SHORT EXERCISE: Format the entries from the line containing "Guideline: for every instance of the vertical tail" through the line containing "<point>145,80</point>", both ends included, as a two-column CSV with the headers guideline and keypoints, one row per entry and nothing else. Put each field in double quotes and replace any line breaks inside a field with spaces.

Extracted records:
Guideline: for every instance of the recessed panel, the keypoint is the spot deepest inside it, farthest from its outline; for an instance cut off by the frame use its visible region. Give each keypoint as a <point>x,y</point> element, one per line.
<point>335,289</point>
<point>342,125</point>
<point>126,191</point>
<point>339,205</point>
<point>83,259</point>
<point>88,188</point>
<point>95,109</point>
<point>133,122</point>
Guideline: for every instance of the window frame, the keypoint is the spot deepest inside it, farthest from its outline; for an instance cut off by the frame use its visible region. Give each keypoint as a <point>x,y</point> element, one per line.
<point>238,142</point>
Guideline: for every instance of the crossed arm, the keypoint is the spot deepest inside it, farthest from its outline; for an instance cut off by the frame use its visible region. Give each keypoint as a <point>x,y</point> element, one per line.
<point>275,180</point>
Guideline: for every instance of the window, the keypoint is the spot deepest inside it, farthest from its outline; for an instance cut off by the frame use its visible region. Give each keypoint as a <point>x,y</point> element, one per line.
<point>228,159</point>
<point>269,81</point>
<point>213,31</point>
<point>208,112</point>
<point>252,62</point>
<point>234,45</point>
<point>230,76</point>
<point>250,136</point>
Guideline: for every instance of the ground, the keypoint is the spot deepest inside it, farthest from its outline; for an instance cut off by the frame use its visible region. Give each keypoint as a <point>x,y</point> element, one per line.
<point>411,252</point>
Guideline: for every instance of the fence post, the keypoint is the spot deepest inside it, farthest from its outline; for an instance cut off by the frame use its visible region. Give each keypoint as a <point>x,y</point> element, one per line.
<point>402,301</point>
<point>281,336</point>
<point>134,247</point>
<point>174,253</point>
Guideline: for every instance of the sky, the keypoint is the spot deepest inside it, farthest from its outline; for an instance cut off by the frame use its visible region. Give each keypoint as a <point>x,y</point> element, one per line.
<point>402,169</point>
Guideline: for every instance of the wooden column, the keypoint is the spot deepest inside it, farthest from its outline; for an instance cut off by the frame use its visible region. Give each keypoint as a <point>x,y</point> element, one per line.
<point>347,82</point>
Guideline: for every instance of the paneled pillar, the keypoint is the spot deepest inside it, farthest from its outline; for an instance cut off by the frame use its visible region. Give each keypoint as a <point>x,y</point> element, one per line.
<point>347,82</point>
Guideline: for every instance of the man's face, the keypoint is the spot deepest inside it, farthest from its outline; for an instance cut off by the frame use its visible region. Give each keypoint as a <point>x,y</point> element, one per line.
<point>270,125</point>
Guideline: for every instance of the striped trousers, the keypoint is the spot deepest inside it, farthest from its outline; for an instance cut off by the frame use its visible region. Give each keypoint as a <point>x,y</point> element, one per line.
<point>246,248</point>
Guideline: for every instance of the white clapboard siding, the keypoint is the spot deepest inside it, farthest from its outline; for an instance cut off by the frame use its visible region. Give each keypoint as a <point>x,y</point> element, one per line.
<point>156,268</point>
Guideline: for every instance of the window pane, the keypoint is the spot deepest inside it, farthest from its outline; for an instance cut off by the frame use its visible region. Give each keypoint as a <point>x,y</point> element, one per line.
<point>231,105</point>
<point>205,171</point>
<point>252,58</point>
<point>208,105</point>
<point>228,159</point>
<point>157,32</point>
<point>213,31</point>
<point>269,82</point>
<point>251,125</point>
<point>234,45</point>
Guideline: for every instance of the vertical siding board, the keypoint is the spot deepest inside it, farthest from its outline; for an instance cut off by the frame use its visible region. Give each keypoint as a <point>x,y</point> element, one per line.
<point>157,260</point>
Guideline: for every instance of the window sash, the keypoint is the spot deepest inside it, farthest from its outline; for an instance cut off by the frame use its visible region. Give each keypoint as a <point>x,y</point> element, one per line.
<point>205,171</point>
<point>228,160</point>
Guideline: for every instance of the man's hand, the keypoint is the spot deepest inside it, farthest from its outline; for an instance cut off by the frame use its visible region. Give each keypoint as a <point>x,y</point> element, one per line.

* * *

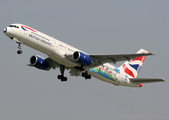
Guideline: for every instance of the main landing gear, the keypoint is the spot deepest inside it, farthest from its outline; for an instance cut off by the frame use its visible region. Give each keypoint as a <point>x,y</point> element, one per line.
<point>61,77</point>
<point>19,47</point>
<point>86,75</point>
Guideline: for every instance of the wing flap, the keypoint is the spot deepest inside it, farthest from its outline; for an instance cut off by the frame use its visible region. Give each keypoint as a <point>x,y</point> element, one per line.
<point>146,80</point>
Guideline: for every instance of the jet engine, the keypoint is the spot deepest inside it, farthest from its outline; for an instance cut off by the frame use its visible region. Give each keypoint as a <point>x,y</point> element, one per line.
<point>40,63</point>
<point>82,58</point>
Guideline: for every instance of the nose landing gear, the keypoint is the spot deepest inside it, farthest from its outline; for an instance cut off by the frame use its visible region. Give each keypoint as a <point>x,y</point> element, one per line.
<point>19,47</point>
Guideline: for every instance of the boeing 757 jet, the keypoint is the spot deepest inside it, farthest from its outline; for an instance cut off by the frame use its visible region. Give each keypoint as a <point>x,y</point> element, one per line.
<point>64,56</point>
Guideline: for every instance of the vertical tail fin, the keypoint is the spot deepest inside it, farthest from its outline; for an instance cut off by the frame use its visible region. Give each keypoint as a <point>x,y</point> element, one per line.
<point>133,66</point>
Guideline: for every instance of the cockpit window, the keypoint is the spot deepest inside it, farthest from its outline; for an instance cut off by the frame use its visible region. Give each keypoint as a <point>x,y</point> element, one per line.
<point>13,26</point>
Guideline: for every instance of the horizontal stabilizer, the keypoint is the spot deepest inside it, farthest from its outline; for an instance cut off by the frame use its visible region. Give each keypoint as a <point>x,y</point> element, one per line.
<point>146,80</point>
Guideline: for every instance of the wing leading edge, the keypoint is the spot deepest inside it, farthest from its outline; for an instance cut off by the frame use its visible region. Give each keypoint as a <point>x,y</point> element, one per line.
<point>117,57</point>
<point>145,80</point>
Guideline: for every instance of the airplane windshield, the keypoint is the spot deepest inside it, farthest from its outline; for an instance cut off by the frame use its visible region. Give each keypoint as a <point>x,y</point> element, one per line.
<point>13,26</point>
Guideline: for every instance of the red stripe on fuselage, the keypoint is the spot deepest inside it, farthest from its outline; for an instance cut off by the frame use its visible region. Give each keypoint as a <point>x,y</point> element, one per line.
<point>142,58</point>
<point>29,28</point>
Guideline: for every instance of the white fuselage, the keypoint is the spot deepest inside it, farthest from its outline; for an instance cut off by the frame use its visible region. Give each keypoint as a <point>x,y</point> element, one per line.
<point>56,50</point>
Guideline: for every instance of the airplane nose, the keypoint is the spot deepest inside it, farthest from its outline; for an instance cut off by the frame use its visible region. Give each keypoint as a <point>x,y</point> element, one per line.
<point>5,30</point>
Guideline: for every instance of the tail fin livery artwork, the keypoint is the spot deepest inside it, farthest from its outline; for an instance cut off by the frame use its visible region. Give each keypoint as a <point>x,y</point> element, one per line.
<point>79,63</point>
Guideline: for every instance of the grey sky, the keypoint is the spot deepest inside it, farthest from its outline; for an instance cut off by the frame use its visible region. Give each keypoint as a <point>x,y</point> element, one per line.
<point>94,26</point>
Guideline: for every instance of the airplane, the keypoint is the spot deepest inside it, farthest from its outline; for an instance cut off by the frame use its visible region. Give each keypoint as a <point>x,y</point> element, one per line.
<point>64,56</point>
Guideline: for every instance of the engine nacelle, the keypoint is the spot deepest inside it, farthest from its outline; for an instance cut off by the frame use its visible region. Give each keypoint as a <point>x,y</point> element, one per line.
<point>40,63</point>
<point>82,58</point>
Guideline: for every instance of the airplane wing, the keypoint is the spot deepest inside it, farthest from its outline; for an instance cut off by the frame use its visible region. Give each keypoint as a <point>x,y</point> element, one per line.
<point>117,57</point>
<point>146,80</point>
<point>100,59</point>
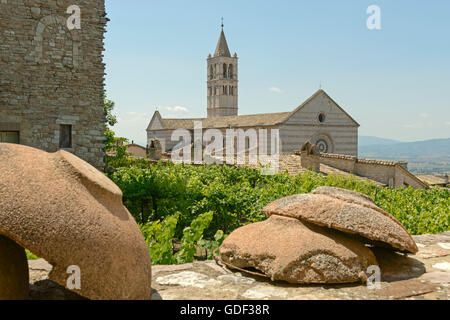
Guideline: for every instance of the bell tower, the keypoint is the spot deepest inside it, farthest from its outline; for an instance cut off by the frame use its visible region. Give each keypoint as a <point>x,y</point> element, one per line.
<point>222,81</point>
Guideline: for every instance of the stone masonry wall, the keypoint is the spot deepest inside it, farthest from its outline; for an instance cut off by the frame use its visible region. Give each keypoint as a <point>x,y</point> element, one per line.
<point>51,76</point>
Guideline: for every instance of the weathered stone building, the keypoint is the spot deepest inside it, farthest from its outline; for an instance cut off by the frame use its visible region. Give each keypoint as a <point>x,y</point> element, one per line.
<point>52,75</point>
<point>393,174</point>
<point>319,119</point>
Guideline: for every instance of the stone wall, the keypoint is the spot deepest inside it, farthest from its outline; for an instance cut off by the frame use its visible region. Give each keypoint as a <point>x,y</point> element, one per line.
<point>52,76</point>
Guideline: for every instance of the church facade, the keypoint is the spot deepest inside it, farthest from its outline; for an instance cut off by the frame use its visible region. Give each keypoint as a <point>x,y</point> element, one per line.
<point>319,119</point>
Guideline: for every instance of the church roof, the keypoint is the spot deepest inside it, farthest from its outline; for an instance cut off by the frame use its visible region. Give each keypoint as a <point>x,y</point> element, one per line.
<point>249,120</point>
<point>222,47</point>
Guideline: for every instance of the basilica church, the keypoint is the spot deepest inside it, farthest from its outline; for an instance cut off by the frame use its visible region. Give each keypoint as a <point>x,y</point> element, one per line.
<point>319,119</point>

TASK ANSWER:
guideline,keypoints
"Guideline: for every instance of the vertical tail fin, the keypoint is the spot deepest inside it, farthest from its outline; for an instance cut off by the frame use its visible region. Give each keypoint as a <point>x,y</point> element, one per line.","<point>133,66</point>"
"Guideline: for every instance of the cockpit window, the keypoint is the spot deepest inside it, farthest from its outline; for an instance cut off by the frame use its visible region. Give each keypoint as a <point>x,y</point> element, one per line.","<point>13,26</point>"
"Guideline: for every instance of the horizontal stabilizer, the keypoint is the spot deepest inside it, farthest from its outline; for an instance cut off by the frame use its visible region. Give each keypoint as a <point>x,y</point> element, one per line.","<point>146,80</point>"
"Guideline: for every instance of the wing leading edge, the keypoint is the spot deepest inside it, farthest from its outline; for an instance cut off by the frame use its visible region. Give each keypoint as a <point>x,y</point> element, one per line.","<point>117,57</point> <point>145,80</point>"